* Problem
Pick up the interview on the Texas voter ID case below and extend it past its last sentence.

* Document
──────────────────────────────
Suddenly, effective Monday, the Justice Department under Jeff Sessions withdrawing the claim altogether that Texas had even enacted the law with a discriminatory intent. Going further in saying, “You know, we shouldn’t even really be hearing this litigation because the Texas legislature is passing another voter ID law. It’s going to cure whatever problems existed in the prior one.” As the Justice Department official said at this hearing, “It doesn’t even make sense because it’s a moving landscape, it’s a shifting landscape. It doesn’t even make sense for the courts to weigh in right now.”
Nelson: Yeah, the difference is stark. We operated in partnership with the Department of Justice in prosecuting this claim. We conferred and strategized and were all rowing in the same direction toward the enforcement of our civil rights laws. There was a significant reversal on Tuesday that we think really undermines the confidence in this Department of Justice because it is a direct retort to what the Department of Justice had been saying all along.
There are many complications with that. I mean, there are laws that potentially bar parties to litigation from switching positions midstream, and we obviously will consider whether that is what’s happening here. I think what’s most important is what it reflects in terms of the change of direction that this Department of Justice has with respect to protecting our democracy against racial discrimination in elections.
That couldn’t be more critical than any other time, given the false allegations of vote rigging and voter fraud, and how that potentially lays the groundwork for new laws that intimidate voters and that can suppress the minority vote. We were very disappointed by the Department of Justice’s stance in this case and we were in the interesting position of being able to cite back to the court the very strong and moving arguments that the Department of Justice had asserted earlier in this case, that stood in stark contrast to some of what they were suggesting now.
Lithwick: This leads me inexorably to the question about the scourge of vote fraud, which is the other side of this case, right? It has new salience because Texas certainly said, “Oh, we needed to put this voter ID law into place because the vote fraud is so unbelievably problematic.”
You and I may have joked about that a year ago but now we have a president who is saying that there were between three and five million illegal votes cast in this presidential election and is making promises, not only about doing an audit, but making promises and putting Jeff Sessions in as the attorney general in ways that really speak to this voter fraud thing, of which there is no evidence, is about to become a lever with which voter suppression really, really goes onto steroids, right? In this administration.
──────────────────────────────
Data listing:
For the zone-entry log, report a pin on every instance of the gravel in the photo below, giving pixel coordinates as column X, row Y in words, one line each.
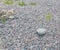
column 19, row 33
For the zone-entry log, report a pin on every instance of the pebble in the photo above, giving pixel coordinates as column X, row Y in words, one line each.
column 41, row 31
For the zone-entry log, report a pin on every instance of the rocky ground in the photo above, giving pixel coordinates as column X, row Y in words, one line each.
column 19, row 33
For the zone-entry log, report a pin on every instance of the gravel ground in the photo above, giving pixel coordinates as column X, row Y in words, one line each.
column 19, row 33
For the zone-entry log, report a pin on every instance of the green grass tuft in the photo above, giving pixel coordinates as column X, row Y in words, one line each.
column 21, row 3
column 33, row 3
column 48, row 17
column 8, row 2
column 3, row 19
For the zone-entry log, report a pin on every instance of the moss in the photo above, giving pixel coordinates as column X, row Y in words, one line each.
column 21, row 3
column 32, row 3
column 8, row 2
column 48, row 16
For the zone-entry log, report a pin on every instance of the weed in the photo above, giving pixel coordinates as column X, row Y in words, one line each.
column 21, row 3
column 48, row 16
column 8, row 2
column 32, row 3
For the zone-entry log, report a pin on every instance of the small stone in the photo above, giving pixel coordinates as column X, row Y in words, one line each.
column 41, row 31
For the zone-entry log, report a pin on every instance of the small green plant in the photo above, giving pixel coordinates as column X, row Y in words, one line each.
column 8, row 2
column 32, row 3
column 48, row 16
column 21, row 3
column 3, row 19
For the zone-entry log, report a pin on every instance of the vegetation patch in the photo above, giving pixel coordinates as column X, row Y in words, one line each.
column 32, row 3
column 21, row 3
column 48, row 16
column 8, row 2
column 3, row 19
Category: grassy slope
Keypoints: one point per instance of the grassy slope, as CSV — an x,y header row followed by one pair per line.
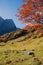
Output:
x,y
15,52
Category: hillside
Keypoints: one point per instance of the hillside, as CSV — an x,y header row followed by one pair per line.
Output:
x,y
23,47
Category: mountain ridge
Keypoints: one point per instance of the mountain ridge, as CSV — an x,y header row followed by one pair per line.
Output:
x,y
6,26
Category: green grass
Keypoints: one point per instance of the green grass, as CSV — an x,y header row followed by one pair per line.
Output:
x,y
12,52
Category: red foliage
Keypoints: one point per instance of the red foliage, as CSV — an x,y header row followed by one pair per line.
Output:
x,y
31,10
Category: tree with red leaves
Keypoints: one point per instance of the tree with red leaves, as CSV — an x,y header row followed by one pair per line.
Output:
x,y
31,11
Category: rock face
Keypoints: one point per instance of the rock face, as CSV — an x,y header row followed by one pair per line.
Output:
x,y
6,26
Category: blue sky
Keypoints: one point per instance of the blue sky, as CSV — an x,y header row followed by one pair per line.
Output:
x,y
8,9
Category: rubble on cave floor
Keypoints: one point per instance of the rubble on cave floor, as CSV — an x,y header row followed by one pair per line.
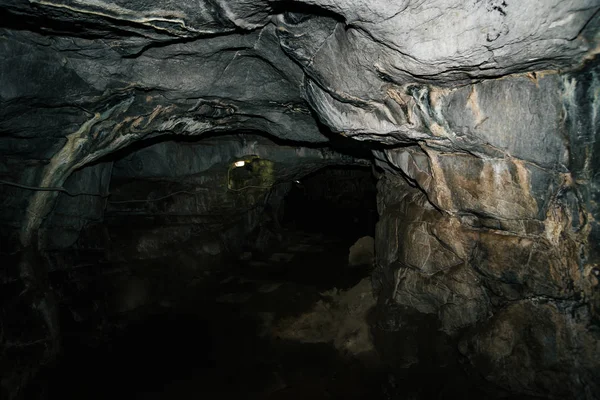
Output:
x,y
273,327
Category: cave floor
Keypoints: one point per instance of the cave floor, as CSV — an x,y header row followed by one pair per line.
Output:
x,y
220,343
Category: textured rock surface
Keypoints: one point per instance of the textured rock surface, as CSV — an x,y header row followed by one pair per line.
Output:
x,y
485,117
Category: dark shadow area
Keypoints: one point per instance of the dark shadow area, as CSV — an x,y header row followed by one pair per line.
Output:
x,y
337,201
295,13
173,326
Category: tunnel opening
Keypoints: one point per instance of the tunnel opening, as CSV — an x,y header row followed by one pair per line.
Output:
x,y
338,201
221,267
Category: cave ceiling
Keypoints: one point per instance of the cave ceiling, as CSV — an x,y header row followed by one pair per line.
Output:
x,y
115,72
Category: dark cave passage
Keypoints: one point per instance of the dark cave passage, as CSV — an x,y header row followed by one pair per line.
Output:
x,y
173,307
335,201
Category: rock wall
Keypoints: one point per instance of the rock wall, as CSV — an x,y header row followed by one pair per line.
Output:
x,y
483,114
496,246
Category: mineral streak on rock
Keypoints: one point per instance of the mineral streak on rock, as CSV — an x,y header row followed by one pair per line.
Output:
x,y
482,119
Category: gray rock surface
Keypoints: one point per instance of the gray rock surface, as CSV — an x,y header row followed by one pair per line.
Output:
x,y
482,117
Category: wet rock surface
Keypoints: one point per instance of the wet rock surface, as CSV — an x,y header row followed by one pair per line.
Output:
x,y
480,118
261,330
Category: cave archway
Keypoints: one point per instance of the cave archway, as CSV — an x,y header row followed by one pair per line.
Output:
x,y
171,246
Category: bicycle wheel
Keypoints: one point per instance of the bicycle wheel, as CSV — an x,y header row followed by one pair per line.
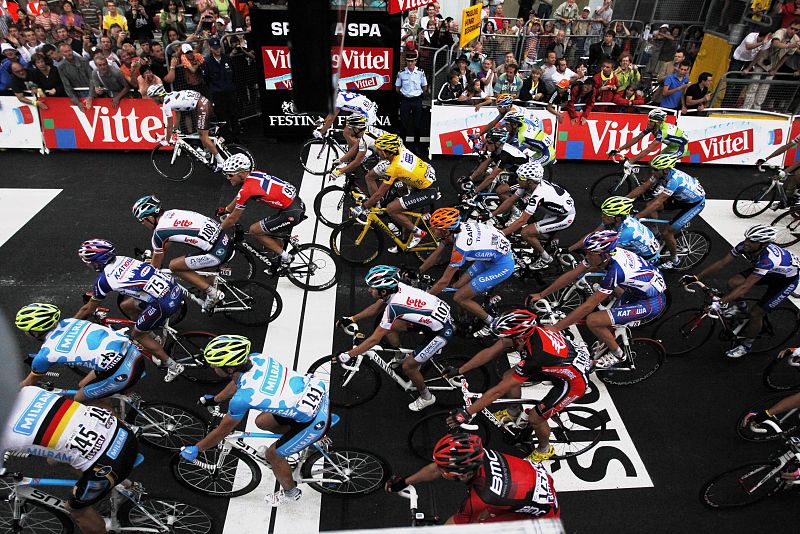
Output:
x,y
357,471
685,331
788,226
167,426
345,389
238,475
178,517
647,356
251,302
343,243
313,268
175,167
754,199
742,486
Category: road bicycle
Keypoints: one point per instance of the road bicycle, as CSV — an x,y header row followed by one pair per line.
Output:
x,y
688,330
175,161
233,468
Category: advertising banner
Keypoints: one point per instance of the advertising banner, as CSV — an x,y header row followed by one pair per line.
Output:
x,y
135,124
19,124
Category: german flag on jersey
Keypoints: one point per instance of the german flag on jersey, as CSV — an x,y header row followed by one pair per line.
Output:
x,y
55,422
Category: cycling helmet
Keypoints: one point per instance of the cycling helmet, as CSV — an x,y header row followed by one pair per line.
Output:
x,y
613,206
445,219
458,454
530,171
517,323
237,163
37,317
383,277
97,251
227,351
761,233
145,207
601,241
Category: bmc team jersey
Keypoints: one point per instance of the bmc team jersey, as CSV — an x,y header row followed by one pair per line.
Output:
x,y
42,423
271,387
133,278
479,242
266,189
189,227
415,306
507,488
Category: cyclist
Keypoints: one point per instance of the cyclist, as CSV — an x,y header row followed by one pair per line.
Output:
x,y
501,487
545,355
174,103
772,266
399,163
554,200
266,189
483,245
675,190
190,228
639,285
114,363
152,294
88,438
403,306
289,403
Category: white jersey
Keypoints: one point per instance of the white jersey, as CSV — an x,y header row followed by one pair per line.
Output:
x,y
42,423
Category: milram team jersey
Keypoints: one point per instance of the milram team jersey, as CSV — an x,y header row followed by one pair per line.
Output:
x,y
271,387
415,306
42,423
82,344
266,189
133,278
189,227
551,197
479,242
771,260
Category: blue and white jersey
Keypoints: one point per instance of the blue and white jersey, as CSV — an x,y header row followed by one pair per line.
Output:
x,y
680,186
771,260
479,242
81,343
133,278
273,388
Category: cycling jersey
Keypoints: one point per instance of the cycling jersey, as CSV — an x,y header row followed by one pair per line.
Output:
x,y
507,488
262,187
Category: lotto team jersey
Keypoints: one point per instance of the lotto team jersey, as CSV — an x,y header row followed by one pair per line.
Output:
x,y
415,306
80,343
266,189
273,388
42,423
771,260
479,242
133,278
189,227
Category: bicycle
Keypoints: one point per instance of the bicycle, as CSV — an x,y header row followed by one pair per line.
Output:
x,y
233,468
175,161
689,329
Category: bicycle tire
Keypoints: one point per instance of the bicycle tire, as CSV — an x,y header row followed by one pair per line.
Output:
──────────────────────────────
* Expected answer
Nelson: Yeah. I mean, it’s interesting because before we changed administrations and we started to hear this reprisal of voter fraud as a justification for all of these heinous laws, I think there was beginning to be a much clearer understanding for at least some parts of the public, that this was such a bogus cry that it’s an exaggerated claim, that there are still so few instances of impersonation fraud, which is the type of voter fraud that laws like SB 14 try to address.
That any laws that impose draconian measures to keep people from voting because of a fear that somehow the election is going to be overtaken by a bunch of imposters who want to wait in long lines on Election Day to cast a phony vote is just preposterous. We were making gains and, I think, exposing that myth for what it was, for explaining to folks in very clear terms that you’re more likely to get struck by lightning twice or you’re more likely to win the lottery than you are to witness an instance of voter fraud.
It really is such a hyped-up claim, we presented evidence of this in our Texas case that, of all the voting that occurred over the course of a decade or so, there were millions of votes and one or two claims of voter fraud and one or two prosecutions. I think that’s a narrative that we’re going to have to continue to fight and try to combat because when you have a commander in chief who so freely throws about these false allegations without any evidence whatsoever, without any care about the truthfulness of what he’s stating and causes this sort of panic and unnecessary fear about the integrity of our elections, then we really do have an upward battle because we’re not dealing in fact, we’re dealing in myth, and that’s always a more challenging landscape.
Lithwick: Janai, before I let you go, I want you to talk more broadly, and part of this is going to be from your experience at LDF and part of it is just going to be based on a witness to what we’re seeing in the courts in the last few months. Am I right to say that your experience at this hearing in Corpus Christi mirrored a lot of what we’re seeing in the courts generally, in the last few weeks and months? Which is that judges are really seemingly more willing, not just in the voter ID context, but certainly after Whole Women’s HHealth and the abortion context, certainly in the Second Amendment context, that judges seem much more willing to pierce pretextual arguments, much more willing to say, “I don’t think that’s right.”
Is that a trend? Am I just being hopelessly optimistic, or are judges really digging down right now in a way that is maybe new and saying, “If you’re going to pass crazy laws with pretextual defenses, you better be prepared to show me evidence.” Is that a thing?
Nelson: You know, I hope you’re right. I do think that there are many instances where we’re seeing some really excellent judging and a new appreciation for the complexity of discrimination claims across the board. I think you’re right. I think there is a growth and understanding of how discrimination operates systemically, how it operates in very subtle ways, and we’re becoming much more sophisticated about our ability to identify it, analyze it, and our recognition of it.
I do think that you’re not imagining things, that there is some intellectual growth that’s responding to our times. It really could not happen fast enough because of the climate that we’re in. It’s interesting though because in some ways, we’re starting to see much more blatant and unfiltered hatred, and discrimination, and utterances. It’s an interesting time. We’re going to be battling both. I think much more overt instances of discrimination and harm to various groups as well as the subtle and systemic challenges that we’ve been engaging in for such a long time.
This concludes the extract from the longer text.